GIVEN EXERCISE: Exactly as written, transcribe the lines that run from the one containing "of the concrete" to the end of the records below.

■ ■ ■ ■

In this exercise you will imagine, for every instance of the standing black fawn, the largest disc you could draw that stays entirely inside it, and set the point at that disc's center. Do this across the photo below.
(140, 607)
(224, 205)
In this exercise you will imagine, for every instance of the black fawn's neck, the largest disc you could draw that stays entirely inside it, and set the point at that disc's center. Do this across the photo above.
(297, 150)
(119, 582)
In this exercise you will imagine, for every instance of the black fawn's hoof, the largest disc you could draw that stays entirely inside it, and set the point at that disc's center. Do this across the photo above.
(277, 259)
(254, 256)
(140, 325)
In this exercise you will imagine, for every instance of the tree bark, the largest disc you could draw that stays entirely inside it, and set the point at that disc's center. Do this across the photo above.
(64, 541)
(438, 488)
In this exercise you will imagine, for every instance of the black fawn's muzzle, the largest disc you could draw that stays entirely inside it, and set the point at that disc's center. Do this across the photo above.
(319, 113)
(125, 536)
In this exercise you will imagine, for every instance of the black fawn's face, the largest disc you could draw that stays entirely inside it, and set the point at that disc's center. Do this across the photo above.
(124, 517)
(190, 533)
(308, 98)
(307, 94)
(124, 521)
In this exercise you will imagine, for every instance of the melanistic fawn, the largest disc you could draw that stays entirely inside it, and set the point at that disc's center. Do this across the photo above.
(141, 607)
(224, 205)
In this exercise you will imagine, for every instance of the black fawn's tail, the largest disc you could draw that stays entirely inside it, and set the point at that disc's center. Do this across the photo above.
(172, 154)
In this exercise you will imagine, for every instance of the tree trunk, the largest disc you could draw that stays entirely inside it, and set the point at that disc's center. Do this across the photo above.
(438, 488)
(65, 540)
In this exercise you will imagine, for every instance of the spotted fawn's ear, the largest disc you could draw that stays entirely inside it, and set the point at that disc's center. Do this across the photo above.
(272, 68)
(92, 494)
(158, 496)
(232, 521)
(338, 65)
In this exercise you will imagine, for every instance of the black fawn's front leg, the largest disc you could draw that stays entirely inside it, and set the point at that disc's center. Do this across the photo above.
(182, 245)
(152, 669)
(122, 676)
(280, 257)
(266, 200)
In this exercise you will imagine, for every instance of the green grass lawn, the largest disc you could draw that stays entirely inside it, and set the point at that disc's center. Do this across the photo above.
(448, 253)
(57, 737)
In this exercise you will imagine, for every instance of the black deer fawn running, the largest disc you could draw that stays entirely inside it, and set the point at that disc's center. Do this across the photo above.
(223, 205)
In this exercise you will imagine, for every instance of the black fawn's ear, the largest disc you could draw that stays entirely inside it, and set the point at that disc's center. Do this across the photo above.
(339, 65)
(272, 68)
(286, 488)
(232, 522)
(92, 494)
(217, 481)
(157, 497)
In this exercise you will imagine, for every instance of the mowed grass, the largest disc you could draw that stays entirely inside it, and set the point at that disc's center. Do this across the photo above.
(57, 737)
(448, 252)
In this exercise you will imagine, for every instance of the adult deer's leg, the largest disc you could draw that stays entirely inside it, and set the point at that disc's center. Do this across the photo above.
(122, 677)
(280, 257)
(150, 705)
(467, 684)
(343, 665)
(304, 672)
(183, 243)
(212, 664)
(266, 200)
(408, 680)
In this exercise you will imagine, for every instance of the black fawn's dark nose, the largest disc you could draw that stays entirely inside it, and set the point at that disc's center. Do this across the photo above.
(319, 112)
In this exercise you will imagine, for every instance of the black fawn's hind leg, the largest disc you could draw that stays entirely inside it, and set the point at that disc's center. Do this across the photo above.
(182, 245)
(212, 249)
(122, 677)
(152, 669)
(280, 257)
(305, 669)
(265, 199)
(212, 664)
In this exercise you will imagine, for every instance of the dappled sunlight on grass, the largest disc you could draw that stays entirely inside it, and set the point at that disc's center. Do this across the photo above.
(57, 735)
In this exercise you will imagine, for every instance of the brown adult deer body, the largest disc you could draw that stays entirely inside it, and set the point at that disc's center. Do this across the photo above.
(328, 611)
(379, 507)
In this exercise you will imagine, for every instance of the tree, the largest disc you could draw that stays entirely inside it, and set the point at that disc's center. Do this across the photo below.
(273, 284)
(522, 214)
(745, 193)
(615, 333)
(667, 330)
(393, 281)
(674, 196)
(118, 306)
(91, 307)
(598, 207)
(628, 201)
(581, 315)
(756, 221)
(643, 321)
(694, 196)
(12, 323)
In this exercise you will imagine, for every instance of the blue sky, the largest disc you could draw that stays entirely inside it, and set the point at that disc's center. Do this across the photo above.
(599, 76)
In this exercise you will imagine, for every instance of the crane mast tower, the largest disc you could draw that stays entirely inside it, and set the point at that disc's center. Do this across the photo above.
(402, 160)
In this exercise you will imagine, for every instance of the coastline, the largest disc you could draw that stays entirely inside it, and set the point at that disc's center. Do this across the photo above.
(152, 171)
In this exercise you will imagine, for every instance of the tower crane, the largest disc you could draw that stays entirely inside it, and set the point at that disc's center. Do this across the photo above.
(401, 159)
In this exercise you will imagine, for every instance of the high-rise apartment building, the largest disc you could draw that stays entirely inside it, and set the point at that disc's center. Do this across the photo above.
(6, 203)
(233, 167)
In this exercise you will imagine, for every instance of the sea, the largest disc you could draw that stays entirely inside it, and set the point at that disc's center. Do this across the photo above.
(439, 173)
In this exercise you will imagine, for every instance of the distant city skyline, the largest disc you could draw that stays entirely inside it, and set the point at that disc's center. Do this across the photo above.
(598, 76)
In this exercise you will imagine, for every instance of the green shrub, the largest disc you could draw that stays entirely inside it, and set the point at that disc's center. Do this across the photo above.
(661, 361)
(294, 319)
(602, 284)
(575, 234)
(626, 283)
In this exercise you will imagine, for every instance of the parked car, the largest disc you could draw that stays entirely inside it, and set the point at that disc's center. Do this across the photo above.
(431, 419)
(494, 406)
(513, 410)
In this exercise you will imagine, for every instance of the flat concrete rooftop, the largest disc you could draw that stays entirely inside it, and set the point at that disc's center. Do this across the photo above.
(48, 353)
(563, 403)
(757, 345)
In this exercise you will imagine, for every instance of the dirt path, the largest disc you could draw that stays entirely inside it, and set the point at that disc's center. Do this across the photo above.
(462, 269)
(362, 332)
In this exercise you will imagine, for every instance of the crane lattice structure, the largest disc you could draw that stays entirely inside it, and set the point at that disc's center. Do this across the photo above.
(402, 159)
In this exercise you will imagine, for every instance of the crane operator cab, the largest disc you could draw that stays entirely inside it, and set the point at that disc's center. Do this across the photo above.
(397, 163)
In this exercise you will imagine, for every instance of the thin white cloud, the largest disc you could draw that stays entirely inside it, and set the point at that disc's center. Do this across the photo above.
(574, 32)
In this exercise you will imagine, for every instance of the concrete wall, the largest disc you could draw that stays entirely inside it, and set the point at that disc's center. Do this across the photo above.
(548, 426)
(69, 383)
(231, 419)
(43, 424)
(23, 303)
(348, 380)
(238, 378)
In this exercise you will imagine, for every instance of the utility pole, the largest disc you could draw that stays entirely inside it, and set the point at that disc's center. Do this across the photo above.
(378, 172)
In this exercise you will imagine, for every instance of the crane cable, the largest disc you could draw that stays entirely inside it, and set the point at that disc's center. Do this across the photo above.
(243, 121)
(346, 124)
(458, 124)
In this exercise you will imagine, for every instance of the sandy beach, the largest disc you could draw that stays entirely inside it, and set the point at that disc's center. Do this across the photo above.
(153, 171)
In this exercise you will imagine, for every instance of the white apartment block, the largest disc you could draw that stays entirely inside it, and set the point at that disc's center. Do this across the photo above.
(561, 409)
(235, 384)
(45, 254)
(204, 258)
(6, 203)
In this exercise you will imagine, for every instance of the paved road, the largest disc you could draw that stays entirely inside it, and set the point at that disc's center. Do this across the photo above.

■ ■ ■ ■

EXPECTED ANSWER:
In this exercise you will imagine, for every instance of the concrete wall, the largest disc you could draw that stays entirely inside it, and set the point at that disc's center. Do this across the photo above.
(548, 426)
(69, 383)
(231, 419)
(43, 424)
(23, 303)
(348, 380)
(238, 378)
In this exercise you will imagine, for every instance of the utility pole, the largest disc you could draw that stays entirely inside it, and set the point at that disc's center. Do this across the photo above.
(378, 172)
In this exercise you will imagine, for every instance of the crane cable, the largest disc you could draw that stays entirely inside it, and set the point at that disc's center. Do this across the photo above.
(243, 121)
(346, 124)
(458, 124)
In this exercise you will imagine, for every instance of the sandy beach, the largest disc you could draw that stays entirely inside it, and set the point at that disc's center. Do this across the photo above.
(153, 171)
In this exercise you will imagine, for every instance of the white apartment block, the largest disc you could draw that stays entirely inside it, and set the point at that disc's center. Do this across the photo above.
(561, 409)
(235, 384)
(45, 254)
(204, 258)
(6, 203)
In this exercise you will imagine, for every instance of the paved road, the largest disc you could draw that stays entirely inside it, and set the point at that disc's center. Do this across the photo above.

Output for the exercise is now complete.